Extracted information:
>> start
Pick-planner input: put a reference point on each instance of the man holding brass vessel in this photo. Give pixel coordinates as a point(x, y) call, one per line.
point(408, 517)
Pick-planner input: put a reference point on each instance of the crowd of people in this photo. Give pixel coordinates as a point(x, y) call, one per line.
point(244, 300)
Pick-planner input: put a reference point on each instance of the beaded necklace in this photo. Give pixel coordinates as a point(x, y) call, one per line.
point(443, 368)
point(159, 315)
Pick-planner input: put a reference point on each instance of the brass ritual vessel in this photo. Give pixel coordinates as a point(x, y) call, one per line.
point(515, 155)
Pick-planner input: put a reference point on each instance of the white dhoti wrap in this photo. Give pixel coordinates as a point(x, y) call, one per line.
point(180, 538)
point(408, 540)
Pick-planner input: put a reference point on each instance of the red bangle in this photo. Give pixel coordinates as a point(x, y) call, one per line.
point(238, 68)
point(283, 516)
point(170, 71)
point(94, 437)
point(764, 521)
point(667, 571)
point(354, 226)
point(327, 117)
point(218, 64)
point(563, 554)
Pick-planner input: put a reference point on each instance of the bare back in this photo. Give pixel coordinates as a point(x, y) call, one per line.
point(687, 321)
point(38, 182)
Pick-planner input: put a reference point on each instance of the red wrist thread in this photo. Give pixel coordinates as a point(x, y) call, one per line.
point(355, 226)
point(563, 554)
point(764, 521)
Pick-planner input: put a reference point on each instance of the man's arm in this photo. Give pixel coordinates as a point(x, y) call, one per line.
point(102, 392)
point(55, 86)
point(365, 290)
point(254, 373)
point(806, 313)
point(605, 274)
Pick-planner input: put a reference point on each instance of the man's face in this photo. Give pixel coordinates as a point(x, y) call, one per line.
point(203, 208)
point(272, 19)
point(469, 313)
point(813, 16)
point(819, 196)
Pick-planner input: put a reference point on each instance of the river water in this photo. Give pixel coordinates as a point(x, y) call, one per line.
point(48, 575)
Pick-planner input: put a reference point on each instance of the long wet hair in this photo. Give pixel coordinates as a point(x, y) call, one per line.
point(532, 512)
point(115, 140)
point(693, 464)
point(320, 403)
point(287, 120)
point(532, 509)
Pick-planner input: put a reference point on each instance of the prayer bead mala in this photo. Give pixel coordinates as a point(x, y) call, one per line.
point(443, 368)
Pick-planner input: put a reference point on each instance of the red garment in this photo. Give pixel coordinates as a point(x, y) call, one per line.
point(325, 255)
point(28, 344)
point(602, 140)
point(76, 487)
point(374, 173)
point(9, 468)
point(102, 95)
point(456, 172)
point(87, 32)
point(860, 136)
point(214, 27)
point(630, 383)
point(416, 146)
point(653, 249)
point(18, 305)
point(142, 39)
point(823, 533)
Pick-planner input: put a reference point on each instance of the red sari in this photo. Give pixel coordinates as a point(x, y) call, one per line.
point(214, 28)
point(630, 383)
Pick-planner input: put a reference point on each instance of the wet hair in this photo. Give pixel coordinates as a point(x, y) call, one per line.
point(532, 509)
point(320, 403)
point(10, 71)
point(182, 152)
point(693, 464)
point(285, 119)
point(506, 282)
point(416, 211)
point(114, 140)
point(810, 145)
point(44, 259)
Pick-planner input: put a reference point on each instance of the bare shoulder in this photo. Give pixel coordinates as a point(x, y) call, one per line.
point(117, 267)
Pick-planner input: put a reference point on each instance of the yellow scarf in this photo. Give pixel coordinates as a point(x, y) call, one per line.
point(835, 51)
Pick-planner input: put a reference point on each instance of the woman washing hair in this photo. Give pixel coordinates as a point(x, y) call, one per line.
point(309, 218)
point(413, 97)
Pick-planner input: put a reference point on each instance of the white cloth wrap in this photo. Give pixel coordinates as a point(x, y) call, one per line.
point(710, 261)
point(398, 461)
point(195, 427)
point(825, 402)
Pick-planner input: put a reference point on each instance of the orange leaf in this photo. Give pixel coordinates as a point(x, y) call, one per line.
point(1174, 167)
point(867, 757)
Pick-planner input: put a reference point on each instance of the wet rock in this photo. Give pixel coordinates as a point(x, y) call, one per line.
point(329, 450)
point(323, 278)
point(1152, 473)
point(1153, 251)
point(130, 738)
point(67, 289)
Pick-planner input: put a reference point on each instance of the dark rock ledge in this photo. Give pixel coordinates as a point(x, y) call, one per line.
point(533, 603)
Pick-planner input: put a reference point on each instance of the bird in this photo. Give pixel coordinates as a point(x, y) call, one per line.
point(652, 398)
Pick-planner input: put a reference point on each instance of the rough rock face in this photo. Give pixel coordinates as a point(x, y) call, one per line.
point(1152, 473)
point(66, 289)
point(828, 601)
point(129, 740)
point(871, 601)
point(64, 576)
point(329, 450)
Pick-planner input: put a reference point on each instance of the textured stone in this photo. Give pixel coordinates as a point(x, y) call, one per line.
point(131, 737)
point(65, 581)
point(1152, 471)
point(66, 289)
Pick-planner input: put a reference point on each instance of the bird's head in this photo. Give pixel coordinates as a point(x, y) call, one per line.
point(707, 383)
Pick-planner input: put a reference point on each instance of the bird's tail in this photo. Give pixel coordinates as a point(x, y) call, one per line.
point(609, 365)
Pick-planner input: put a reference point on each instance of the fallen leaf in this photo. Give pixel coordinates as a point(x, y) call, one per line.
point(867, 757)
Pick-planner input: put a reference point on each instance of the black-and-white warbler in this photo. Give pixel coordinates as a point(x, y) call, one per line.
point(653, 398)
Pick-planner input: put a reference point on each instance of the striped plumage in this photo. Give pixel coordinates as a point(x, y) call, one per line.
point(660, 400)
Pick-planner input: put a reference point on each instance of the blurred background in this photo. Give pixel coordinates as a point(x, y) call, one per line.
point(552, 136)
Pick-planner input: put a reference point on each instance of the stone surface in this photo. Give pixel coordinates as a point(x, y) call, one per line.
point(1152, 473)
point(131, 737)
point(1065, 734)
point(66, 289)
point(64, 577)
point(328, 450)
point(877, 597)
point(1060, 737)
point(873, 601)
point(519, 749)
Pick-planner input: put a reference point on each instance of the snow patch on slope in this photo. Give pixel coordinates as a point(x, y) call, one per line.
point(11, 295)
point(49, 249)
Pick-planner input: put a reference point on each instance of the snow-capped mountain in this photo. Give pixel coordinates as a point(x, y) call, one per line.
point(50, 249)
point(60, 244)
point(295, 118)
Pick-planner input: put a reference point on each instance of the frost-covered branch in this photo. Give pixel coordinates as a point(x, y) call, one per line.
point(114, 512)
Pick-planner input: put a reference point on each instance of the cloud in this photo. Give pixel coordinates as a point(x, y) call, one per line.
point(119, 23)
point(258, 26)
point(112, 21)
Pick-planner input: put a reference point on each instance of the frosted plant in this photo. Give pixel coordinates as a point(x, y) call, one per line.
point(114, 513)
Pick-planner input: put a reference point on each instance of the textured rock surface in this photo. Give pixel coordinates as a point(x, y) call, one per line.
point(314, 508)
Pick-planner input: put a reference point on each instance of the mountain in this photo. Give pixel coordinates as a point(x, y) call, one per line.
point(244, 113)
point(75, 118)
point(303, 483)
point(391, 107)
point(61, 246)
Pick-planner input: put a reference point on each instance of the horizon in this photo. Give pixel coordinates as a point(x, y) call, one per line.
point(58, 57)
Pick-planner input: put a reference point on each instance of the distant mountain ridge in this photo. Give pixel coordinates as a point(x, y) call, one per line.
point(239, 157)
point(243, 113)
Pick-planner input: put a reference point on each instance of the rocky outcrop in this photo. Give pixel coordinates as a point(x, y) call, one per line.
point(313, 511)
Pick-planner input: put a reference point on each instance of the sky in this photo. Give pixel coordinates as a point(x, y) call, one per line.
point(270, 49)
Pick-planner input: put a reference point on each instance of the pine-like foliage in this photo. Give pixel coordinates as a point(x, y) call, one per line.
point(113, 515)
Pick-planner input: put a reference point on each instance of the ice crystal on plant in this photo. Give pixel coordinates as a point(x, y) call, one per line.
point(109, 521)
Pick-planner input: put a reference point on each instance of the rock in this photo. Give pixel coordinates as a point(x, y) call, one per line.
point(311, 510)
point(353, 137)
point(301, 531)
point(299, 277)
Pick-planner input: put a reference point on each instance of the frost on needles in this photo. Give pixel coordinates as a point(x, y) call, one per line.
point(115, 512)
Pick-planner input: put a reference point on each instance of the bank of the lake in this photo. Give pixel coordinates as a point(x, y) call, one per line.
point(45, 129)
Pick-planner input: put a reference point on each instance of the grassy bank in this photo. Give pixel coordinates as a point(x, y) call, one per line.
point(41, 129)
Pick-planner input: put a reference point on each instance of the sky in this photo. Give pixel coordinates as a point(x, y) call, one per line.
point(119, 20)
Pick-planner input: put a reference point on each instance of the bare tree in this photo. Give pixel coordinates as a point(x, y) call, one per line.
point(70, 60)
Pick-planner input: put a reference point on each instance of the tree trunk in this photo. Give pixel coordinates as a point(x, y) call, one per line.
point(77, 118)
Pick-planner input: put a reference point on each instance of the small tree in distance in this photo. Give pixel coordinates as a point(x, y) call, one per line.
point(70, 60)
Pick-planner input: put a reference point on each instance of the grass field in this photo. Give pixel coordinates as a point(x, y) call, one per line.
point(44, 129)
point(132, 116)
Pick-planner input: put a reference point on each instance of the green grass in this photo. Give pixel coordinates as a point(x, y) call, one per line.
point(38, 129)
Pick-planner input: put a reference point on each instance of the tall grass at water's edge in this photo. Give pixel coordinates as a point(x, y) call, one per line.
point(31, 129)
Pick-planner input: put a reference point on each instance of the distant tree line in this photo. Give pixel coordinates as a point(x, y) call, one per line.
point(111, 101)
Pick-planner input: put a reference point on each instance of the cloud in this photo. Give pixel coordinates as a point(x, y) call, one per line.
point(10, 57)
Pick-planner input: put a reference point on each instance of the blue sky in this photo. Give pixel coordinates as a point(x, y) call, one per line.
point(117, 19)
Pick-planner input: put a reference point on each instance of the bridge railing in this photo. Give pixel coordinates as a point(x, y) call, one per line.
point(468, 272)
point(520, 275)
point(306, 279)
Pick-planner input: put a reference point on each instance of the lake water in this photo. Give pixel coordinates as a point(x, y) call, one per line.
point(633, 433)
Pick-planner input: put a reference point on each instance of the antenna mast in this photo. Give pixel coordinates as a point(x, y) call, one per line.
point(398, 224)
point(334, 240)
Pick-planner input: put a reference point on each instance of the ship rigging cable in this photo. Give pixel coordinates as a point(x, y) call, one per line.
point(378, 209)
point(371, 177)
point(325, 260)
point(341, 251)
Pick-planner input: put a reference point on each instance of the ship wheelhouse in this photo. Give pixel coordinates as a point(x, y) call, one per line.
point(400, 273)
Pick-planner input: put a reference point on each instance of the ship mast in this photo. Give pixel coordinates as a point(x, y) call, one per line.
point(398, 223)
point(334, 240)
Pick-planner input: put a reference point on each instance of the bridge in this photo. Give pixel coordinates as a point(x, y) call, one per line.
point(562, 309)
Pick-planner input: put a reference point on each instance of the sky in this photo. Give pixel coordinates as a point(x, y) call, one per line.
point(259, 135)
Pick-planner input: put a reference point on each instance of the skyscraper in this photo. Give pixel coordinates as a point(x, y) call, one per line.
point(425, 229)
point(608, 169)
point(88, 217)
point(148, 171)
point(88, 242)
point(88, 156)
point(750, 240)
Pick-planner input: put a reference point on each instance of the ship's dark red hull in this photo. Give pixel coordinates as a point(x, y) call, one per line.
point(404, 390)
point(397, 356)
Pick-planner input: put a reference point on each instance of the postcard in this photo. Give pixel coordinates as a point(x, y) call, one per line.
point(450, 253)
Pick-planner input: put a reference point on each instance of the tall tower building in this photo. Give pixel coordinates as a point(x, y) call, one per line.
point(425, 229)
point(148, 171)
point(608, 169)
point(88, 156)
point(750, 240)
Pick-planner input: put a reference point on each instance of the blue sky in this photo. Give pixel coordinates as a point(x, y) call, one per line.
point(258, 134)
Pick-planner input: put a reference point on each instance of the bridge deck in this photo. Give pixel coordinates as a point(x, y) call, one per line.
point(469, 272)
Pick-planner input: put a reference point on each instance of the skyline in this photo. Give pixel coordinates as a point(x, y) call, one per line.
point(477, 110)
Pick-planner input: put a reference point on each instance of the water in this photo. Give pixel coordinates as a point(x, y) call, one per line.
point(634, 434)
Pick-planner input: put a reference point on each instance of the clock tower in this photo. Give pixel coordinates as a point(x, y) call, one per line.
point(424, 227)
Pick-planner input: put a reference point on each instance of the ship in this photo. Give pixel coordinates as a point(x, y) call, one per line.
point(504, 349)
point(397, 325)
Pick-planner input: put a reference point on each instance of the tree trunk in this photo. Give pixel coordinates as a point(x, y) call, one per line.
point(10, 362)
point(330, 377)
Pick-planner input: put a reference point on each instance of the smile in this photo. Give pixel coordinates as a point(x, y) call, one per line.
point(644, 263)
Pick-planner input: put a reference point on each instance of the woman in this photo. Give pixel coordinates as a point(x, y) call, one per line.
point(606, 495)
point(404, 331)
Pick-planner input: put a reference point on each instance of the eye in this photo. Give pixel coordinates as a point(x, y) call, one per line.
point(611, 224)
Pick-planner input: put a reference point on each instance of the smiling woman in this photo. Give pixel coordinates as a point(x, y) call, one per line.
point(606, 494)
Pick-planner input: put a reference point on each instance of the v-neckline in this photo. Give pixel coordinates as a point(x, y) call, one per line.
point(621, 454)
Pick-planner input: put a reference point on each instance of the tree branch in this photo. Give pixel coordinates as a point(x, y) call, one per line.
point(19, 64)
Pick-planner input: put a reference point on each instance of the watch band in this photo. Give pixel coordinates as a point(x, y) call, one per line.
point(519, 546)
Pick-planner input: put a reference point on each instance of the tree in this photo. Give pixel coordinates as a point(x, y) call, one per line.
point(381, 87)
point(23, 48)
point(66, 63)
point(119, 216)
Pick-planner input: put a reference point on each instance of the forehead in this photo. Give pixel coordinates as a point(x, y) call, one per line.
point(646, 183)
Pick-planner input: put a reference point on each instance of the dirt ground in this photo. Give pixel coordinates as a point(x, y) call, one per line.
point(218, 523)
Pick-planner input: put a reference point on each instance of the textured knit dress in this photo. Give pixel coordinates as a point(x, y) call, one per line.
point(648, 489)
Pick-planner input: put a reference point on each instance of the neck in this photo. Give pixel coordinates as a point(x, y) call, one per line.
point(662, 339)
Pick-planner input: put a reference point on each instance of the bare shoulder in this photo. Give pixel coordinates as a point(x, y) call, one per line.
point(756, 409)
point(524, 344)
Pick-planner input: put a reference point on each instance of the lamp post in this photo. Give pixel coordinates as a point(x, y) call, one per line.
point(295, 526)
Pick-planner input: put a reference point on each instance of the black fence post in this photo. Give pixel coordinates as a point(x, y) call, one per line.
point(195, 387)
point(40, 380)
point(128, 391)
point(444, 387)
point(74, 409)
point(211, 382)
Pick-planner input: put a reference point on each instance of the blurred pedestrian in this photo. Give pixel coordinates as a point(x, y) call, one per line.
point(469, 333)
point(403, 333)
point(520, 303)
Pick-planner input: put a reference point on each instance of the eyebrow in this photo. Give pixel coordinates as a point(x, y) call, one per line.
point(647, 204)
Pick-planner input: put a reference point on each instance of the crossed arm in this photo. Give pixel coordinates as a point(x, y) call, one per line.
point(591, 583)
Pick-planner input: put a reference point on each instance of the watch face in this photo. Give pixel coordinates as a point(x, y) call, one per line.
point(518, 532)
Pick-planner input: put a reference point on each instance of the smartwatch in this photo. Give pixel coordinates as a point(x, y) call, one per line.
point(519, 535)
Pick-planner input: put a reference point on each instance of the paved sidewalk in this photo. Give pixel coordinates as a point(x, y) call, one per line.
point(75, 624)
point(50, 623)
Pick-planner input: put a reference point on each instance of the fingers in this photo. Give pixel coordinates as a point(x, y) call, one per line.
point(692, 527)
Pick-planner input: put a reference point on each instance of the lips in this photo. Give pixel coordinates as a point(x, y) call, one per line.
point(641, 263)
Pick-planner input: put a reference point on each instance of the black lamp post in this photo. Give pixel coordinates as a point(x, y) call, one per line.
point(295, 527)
>> end
Written task: Render the entries above, from the line containing "of the postcard" through the line containing "point(450, 253)", as a Markdown table with the columns Row and Line. Include both end lines and skip any blank lines.

Response:
| Row | Line |
|---|---|
| 1 | Pick-planner input: put a reference point on each instance of the postcard in this photo. Give pixel coordinates as a point(x, y) call, one per line. |
| 2 | point(450, 253) |